• **BRIEF**
Tally how many lines in the text contain the word "broccoli" and give only that number.
------------
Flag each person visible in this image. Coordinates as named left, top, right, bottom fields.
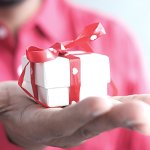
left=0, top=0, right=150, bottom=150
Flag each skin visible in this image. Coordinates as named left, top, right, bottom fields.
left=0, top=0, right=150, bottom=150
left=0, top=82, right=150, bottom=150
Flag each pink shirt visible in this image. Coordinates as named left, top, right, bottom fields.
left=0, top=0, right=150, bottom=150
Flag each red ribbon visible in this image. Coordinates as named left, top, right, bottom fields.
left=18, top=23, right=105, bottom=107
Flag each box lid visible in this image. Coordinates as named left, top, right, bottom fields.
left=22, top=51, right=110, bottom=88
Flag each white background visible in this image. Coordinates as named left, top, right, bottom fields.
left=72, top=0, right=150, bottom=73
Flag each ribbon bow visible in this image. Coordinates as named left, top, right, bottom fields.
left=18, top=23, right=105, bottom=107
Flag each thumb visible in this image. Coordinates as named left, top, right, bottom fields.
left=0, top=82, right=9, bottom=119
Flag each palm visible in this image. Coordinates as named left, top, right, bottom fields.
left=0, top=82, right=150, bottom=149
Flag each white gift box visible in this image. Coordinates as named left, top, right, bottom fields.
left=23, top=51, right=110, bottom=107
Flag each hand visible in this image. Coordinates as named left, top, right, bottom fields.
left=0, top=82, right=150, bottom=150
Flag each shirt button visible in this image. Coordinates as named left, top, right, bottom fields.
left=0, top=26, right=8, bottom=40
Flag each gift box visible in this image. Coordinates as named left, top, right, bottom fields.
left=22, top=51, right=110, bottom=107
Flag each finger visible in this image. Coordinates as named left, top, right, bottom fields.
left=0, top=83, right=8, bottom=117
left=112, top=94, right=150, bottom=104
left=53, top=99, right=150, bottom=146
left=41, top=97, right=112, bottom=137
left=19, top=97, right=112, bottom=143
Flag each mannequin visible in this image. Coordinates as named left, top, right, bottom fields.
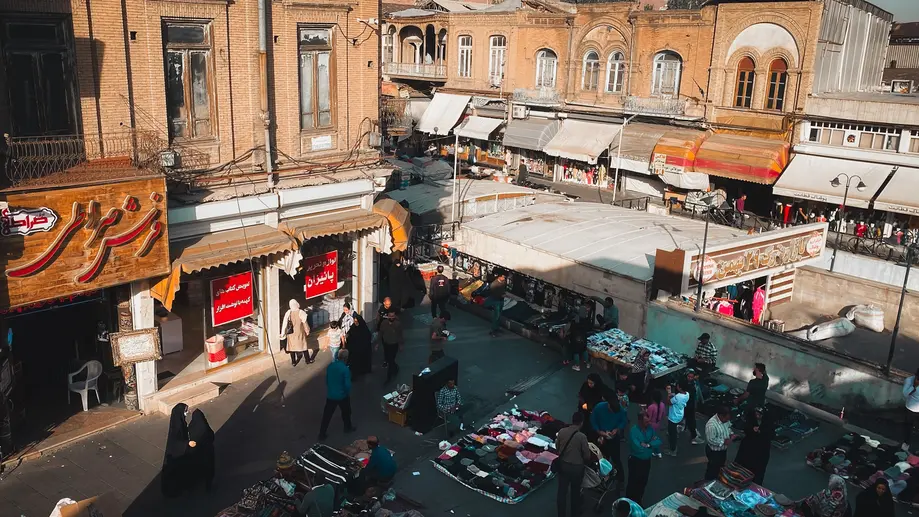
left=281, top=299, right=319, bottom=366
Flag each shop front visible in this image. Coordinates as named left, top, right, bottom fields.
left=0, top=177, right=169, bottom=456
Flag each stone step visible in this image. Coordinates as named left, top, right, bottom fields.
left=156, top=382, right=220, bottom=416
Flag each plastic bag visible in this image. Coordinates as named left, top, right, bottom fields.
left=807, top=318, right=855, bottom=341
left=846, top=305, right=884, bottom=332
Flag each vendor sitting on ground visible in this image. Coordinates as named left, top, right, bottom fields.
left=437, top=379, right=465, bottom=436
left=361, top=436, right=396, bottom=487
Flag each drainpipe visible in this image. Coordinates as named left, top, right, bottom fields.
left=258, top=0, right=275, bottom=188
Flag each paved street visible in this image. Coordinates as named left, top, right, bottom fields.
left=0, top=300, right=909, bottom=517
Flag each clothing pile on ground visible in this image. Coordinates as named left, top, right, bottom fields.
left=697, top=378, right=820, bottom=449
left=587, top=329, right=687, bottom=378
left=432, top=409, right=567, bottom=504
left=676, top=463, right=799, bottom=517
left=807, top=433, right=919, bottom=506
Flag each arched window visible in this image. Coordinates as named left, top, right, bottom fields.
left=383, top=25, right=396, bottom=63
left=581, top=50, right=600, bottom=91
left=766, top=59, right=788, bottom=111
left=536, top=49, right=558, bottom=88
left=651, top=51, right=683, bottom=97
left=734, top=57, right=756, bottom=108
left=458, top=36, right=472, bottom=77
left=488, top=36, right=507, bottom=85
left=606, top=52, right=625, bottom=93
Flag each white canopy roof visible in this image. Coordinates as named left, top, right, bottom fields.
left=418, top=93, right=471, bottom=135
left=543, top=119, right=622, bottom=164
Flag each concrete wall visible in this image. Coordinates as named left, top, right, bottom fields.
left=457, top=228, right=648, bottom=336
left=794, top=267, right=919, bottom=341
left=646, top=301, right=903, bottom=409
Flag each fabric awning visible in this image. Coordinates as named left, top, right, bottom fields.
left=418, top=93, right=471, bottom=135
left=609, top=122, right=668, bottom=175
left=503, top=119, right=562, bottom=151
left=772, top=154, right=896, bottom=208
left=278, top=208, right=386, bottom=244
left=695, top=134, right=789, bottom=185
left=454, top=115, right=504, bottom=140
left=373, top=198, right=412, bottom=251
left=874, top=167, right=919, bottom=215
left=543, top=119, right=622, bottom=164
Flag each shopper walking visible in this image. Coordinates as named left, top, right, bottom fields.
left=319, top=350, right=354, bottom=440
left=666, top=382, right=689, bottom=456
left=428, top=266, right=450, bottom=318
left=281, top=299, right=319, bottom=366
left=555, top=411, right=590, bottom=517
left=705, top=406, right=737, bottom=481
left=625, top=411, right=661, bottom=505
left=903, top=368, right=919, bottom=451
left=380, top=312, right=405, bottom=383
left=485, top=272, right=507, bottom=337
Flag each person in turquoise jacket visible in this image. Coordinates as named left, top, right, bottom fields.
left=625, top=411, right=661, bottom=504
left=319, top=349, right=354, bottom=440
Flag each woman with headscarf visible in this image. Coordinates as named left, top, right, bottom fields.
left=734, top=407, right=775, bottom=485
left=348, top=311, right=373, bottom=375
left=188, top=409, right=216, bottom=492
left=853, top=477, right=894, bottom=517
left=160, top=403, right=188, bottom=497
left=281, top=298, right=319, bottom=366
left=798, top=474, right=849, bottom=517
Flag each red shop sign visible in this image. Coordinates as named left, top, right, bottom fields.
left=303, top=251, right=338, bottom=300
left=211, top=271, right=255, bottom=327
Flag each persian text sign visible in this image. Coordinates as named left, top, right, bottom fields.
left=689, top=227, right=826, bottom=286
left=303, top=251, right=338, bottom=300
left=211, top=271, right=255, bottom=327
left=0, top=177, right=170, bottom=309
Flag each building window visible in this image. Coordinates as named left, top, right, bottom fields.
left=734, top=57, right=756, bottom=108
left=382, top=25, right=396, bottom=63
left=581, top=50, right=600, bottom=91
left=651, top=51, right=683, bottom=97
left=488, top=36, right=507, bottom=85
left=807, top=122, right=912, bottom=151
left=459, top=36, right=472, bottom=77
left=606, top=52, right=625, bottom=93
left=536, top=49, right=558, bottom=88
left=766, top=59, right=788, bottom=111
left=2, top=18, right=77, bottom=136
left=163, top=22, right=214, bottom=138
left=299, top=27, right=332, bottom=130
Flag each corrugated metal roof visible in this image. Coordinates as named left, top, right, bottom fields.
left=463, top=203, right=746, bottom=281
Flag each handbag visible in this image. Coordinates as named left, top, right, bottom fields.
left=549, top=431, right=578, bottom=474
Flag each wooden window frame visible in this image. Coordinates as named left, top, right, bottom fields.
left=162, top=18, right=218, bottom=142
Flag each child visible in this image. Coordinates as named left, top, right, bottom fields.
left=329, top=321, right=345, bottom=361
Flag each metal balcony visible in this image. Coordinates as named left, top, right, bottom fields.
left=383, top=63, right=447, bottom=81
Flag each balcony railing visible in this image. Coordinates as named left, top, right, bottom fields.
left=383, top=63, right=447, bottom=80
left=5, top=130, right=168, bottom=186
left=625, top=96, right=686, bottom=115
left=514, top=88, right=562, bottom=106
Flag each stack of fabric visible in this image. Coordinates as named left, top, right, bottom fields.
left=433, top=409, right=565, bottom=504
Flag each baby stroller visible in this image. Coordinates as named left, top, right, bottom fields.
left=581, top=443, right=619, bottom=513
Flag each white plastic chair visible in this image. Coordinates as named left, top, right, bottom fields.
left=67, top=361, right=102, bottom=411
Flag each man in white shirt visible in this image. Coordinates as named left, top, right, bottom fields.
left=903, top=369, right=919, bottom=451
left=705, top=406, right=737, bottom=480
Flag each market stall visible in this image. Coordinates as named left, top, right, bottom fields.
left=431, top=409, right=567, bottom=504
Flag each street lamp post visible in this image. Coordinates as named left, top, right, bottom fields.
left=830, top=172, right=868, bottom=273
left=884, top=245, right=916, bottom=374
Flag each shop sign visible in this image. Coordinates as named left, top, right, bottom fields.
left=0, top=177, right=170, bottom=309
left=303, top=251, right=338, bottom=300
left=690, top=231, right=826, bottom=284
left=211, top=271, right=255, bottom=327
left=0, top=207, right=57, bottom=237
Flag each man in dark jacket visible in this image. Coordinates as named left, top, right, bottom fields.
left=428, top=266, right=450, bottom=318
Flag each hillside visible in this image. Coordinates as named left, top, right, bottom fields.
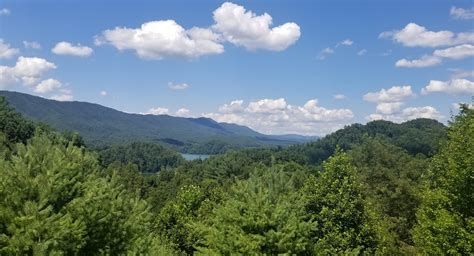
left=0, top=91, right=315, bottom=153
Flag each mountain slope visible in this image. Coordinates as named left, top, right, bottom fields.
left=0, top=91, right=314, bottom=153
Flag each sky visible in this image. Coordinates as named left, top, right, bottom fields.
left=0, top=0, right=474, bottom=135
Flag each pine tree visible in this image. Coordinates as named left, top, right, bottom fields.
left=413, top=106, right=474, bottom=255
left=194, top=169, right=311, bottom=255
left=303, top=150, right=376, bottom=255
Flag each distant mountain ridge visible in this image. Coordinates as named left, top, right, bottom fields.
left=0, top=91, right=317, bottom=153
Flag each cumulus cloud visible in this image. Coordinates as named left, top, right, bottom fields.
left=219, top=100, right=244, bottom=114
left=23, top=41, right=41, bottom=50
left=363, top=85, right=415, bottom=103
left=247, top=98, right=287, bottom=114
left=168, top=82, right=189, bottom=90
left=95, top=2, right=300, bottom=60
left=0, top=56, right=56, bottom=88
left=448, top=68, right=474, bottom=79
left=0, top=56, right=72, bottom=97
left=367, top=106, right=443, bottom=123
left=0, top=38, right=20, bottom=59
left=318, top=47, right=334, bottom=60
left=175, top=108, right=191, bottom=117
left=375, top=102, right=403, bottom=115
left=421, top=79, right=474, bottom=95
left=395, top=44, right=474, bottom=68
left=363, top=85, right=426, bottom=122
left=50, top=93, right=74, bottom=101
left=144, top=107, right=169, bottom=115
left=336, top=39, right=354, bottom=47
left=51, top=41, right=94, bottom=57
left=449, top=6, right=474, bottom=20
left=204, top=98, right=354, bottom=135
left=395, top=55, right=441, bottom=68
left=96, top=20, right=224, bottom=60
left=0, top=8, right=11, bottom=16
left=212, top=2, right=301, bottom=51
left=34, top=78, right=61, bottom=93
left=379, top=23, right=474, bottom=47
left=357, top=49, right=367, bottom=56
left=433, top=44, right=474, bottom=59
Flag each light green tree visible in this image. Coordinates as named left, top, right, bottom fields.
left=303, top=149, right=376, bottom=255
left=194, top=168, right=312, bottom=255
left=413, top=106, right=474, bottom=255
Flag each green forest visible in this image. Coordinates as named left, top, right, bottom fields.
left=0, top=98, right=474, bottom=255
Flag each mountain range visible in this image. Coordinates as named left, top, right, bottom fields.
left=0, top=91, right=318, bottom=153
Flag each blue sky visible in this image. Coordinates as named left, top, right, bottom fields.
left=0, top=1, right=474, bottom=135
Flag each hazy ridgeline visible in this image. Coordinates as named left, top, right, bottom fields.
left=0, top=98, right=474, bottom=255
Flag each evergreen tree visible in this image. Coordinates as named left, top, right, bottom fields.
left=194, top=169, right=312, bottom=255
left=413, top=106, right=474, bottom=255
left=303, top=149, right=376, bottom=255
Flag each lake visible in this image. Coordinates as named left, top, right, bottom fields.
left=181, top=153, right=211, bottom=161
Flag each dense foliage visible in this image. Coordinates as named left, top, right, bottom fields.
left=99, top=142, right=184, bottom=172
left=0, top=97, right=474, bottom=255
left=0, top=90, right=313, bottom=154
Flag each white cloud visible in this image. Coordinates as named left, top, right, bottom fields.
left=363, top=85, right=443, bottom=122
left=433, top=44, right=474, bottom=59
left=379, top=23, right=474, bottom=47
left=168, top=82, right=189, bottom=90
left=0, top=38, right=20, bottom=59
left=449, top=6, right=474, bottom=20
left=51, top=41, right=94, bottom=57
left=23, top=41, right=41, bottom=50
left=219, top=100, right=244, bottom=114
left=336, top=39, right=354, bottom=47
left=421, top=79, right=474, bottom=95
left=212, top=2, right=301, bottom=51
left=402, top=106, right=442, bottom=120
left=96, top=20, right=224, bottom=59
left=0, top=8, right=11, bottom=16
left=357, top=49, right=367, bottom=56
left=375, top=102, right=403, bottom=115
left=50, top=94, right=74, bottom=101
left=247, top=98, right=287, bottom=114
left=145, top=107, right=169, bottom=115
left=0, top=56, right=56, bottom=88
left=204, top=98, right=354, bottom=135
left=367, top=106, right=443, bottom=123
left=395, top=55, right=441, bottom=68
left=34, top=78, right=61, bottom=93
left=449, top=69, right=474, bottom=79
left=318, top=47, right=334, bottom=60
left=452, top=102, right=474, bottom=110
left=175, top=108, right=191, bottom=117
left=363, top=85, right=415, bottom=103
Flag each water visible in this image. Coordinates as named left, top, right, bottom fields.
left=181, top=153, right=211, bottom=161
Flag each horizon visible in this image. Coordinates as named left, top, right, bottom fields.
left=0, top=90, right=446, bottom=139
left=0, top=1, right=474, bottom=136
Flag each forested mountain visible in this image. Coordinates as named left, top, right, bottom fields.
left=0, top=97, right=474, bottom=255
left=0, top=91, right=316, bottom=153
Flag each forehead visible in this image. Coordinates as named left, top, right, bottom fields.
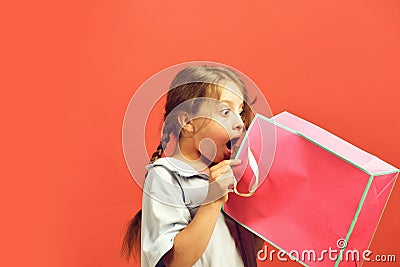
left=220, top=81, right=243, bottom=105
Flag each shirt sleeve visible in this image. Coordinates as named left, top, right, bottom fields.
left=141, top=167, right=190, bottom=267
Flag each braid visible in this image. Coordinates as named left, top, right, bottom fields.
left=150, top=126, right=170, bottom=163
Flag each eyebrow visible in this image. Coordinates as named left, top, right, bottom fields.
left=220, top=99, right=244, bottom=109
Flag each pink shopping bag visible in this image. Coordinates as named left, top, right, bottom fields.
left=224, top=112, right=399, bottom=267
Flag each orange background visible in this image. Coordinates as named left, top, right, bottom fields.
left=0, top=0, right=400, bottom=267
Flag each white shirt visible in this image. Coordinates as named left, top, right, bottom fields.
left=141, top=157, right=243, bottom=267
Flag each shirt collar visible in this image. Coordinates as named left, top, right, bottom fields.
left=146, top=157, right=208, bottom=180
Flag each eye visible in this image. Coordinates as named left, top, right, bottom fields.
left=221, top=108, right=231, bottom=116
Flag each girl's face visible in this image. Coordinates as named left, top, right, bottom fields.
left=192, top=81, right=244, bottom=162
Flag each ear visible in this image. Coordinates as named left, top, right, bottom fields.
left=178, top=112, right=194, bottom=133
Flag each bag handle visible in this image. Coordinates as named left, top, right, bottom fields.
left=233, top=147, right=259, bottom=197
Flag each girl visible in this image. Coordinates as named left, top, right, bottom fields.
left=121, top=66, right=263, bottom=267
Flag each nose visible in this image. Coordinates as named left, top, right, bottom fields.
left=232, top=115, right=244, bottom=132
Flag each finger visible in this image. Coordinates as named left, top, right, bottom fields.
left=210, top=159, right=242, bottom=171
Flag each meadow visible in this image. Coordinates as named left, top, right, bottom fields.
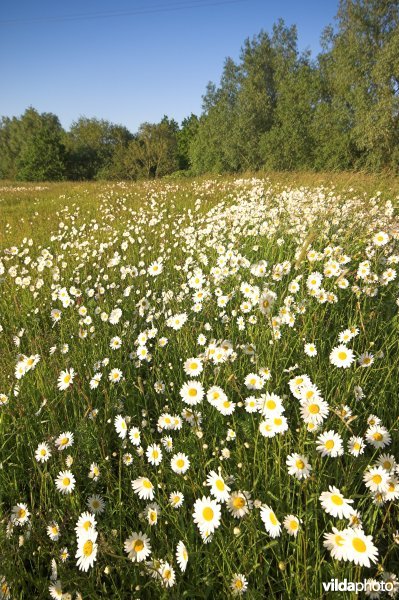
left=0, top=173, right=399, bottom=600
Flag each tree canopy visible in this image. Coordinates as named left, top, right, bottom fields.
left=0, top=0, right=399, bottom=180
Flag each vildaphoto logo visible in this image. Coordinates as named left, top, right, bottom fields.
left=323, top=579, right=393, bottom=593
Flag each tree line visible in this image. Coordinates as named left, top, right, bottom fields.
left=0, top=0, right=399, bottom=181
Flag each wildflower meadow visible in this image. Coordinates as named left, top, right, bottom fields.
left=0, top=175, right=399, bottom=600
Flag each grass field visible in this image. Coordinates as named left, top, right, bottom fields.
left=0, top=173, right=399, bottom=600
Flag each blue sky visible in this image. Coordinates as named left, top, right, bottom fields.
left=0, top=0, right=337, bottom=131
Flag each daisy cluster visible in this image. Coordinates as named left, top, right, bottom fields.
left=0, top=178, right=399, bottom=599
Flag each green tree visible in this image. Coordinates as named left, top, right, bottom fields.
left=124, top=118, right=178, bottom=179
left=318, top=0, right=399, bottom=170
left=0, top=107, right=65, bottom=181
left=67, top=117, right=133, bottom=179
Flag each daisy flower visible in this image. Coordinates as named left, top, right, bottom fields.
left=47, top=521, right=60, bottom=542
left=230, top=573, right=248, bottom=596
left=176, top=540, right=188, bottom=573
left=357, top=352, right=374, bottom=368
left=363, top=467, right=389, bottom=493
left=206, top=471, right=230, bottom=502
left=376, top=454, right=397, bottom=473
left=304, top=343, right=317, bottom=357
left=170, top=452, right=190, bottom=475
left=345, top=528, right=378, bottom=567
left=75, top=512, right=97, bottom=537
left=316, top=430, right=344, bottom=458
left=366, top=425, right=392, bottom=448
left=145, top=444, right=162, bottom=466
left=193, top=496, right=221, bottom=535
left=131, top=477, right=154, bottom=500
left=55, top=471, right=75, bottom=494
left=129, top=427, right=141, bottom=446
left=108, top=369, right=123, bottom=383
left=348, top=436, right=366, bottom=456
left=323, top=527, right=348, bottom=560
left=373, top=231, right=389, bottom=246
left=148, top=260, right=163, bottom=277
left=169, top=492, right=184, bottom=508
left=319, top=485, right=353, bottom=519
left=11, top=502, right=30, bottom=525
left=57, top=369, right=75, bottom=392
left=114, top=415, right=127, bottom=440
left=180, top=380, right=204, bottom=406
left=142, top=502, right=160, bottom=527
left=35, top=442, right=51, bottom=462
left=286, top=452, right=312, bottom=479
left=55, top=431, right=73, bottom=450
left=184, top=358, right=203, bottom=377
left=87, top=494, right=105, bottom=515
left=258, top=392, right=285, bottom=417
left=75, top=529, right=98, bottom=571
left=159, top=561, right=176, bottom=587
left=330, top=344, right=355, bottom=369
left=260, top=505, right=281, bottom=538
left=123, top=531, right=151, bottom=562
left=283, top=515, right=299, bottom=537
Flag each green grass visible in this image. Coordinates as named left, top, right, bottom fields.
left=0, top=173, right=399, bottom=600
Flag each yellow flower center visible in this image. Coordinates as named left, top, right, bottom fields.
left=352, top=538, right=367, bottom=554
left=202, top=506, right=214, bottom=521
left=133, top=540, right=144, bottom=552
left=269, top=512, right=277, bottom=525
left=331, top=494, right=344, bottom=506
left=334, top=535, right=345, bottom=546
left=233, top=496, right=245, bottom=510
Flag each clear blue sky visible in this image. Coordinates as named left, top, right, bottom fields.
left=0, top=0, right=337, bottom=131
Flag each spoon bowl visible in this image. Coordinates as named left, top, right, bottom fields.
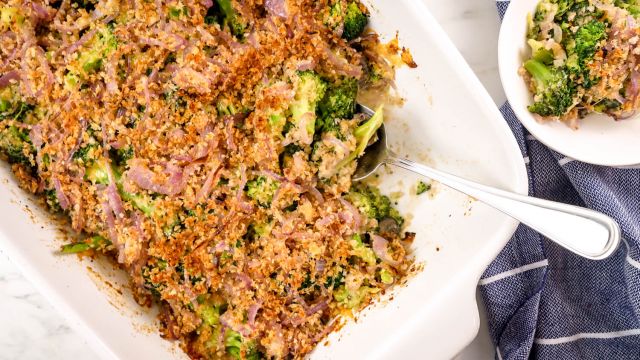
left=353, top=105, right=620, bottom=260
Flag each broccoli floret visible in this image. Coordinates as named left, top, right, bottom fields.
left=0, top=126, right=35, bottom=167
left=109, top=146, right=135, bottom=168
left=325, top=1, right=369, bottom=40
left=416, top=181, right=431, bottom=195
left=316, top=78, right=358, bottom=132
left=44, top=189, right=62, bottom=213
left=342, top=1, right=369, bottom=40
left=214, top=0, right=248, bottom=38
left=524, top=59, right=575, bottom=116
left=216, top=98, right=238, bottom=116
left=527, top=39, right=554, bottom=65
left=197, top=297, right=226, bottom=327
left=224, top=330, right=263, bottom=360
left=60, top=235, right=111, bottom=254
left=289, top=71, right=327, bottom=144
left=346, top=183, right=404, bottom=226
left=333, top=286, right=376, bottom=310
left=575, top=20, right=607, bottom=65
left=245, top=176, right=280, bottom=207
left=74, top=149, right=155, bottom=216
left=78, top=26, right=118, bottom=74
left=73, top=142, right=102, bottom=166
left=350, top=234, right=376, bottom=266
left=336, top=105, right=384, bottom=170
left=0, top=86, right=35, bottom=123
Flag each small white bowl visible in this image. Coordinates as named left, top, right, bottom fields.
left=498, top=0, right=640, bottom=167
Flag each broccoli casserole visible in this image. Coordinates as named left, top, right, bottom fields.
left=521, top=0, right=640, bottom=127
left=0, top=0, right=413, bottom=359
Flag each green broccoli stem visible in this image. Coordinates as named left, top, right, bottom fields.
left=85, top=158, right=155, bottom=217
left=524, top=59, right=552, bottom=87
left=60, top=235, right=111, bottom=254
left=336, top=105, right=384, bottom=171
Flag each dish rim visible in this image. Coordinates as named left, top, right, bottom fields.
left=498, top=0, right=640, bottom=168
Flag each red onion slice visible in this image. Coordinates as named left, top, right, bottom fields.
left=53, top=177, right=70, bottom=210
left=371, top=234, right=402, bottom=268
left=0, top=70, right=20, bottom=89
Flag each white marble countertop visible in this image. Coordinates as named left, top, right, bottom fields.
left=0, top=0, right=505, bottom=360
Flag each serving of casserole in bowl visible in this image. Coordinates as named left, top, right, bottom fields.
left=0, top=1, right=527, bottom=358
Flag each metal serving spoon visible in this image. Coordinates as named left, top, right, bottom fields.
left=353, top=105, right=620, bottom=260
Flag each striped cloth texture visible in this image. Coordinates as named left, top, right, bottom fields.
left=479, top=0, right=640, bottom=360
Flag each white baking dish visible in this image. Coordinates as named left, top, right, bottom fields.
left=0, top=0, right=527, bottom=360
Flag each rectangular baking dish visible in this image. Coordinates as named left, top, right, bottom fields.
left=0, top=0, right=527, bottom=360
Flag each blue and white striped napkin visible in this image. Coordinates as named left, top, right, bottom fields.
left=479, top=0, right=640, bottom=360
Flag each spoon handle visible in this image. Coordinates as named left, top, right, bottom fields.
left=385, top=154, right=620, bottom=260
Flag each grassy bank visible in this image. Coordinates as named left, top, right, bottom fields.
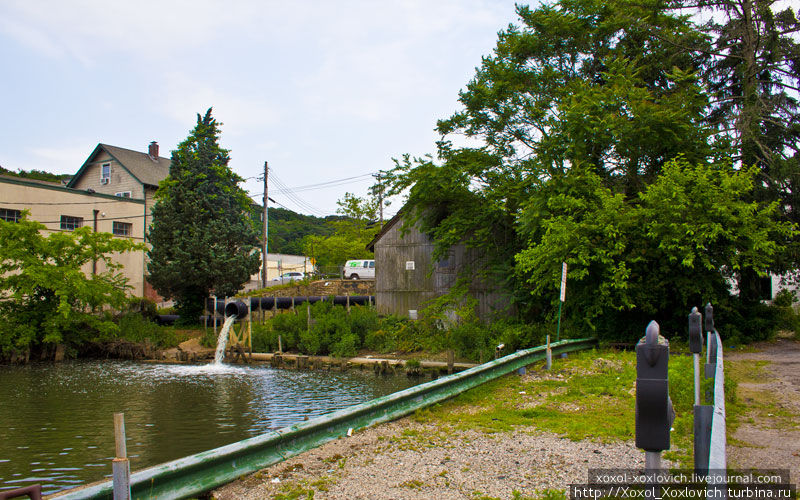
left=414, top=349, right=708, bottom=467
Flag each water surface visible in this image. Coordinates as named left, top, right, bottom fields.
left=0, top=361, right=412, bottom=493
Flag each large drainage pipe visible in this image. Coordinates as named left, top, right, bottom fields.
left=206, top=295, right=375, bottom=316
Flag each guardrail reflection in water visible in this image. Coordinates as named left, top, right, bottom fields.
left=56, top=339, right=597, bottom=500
------------
• **THE REPLY**
3